Verilen Metin —

Ticaret erbabına, esnafa işsizlik sigortası geliyor…

Temmuz 2017’den itibaren esnaf ahilik sandığı kurulacak. Katılım zorunlu. Ahilik primi günlük kazancın %2’si olacak, ayrıca devlet de %1 katılım sağlayacak.

Ahilik primleri SGK’ya yatırılacak ve ahilik sandığında değerlendirilecek.

Ahilik primini 2 yıl ödeyen esnaf; işsiz kalması halinde en fazla 10 aya kadar işsizlik maaşı alabilecek.

Bağlanacak işsizlik maaşı; aylık prime esas kazancın %40’ını ve asgari ücretin de %80’ini geçmeyecek. 

Yaklaşık 15 milyon esnafımız var. Çoğu bağkur primlerini bile ödemekte güçlük çekiyor.  Bu prim ikinci yük olacak…

Ahilik nedir?..

Konum etiketleme kayıtları —
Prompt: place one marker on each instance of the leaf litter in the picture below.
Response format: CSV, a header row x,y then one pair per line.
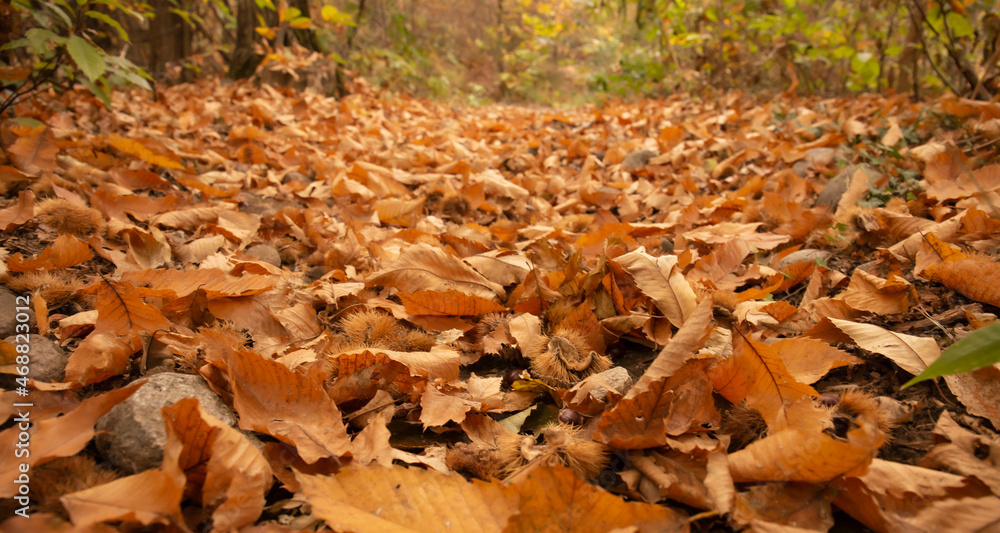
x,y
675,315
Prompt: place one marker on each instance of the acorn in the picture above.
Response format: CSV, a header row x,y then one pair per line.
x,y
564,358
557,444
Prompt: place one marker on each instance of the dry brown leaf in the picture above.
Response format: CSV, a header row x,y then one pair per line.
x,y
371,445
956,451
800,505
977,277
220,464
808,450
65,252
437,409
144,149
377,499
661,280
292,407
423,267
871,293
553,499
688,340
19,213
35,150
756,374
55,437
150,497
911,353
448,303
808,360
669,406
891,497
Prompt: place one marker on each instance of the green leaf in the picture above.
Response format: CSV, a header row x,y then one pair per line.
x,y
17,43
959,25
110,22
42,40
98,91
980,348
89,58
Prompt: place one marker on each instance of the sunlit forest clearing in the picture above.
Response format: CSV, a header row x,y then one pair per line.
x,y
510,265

* * *

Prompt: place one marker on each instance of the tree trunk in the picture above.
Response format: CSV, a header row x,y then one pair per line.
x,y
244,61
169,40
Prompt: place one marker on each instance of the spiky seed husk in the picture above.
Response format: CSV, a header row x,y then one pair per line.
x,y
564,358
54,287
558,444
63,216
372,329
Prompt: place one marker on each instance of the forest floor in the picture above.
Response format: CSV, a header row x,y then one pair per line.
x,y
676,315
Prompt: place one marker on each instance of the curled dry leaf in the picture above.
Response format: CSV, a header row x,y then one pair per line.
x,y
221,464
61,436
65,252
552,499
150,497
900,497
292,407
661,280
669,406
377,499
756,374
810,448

...

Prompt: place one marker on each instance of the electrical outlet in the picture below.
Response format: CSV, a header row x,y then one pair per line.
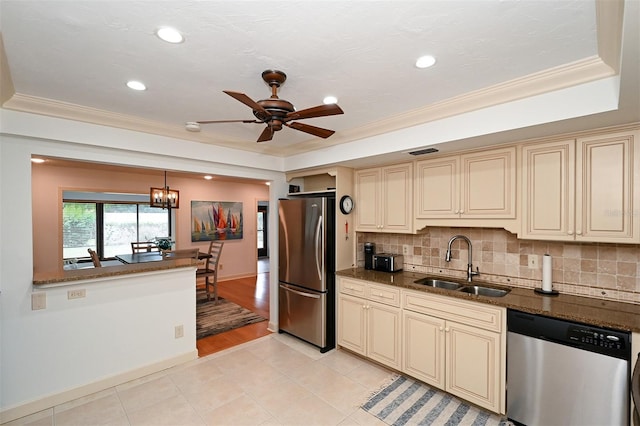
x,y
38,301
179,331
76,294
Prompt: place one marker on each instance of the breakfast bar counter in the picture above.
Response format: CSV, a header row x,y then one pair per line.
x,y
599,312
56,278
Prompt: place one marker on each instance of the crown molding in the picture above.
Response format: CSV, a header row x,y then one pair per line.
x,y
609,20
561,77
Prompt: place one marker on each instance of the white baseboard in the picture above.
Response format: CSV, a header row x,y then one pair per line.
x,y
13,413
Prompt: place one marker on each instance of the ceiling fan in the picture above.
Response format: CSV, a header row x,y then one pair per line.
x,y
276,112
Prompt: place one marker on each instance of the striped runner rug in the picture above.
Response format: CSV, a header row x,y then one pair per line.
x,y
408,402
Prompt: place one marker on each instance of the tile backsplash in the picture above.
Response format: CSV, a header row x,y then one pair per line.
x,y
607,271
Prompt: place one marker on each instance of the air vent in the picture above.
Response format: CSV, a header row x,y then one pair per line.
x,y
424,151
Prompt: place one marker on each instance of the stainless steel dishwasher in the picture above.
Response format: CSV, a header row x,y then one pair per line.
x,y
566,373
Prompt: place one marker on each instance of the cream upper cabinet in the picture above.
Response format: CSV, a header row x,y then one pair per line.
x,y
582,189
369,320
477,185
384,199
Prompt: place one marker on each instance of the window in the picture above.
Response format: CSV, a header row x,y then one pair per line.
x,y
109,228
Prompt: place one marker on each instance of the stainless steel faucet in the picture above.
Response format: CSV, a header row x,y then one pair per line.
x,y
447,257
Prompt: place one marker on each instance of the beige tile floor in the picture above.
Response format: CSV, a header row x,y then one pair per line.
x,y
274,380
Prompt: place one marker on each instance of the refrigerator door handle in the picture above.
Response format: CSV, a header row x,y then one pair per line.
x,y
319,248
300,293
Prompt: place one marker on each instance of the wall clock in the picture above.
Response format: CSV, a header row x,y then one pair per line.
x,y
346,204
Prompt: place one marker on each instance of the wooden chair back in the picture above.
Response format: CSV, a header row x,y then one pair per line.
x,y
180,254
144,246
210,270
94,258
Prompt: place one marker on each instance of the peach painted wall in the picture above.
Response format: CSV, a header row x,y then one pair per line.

Görevler —
a - Esnaf işsizlik sigortasıyla ilgili metinde "Ticaret erbabına, esnafa" ifadesinden "Ahilik nedir?.." ifadesine kadar uzanan bölümü olduğu gibi yeniden yazın.
b - Esnafa gelecek işsizlik sigortasını anlatan metni son cümlesinden sonra devam ettirin.

Görev Bazında Sonuçlar —
a -
Ticaret erbabına, esnafa işsizlik sigortası geliyor…

Temmuz 2017’den itibaren esnaf ahilik sandığı kurulacak. Katılım zorunlu. Ahilik primi günlük kazancın %2’si olacak, ayrıca devlet de %1 katılım sağlayacak.

Ahilik primleri SGK’ya yatırılacak ve ahilik sandığında değerlendirilecek.

Ahilik primini 2 yıl ödeyen esnaf; işsiz kalması halinde en fazla 10 aya kadar işsizlik maaşı alabilecek.

Bağlanacak işsizlik maaşı; aylık prime esas kazancın %40’ını ve asgari ücretin de %80’ini geçmeyecek. 

Yaklaşık 15 milyon esnafımız var. Çoğu bağkur primlerini bile ödemekte güçlük çekiyor.  Bu prim ikinci yük olacak…

Ahilik nedir?..

b -
Ahilik, ilk olarak Araplarda Fütüvvet teşkilatı olarak çıkmış. 

Bu teşkilatlar müslüman halkın ticaret ve ekonomi de yetişmesini sağlamış. 

Ahiler; ahlakı, kardeşliği temsil eder. Ahilerin “ahı” alınmaz. 

Çünkü ahiler ekonomiyi canlı tutar. Gelirin vatana eşit olarak dağılmasına; hizmetin, ihtiyaçların halka ulaşmasına vesile olur. Bulundukları yere bolluk, neşe, mutluluk getirirler.

Onlara olan borcu ödememek, onları zayıflatmak vatana, millete hizmeti zayıflatmaktır. Bu sebeple “Ah” ettirilmez.

Ve “bal tutan parmağını yalar” misali; Bir kişi Ahi ise; varlıklı, zengin, merci sahibi olduğu akla gelir.

Günümüzde ise Ahilere; asgari ücretin %80’ini geçmeyen işsizlik maaşı bağlanması ihtiyacı hâsıl olmuştur… Yoksulluk sınırının 4.665 TL olarak açıklandığı bir dönemde yaklaşık 1.150 TL civarında bir işsizlik maaşı planlanmıştır… 

Kısıtlı ama yine de sosyal bir güvence. 

Sadece bu değil!... Son birkaç ay içerisinde esnafımıza, şirketlere bir çok yardım ihtiyacı hâsıl oldu.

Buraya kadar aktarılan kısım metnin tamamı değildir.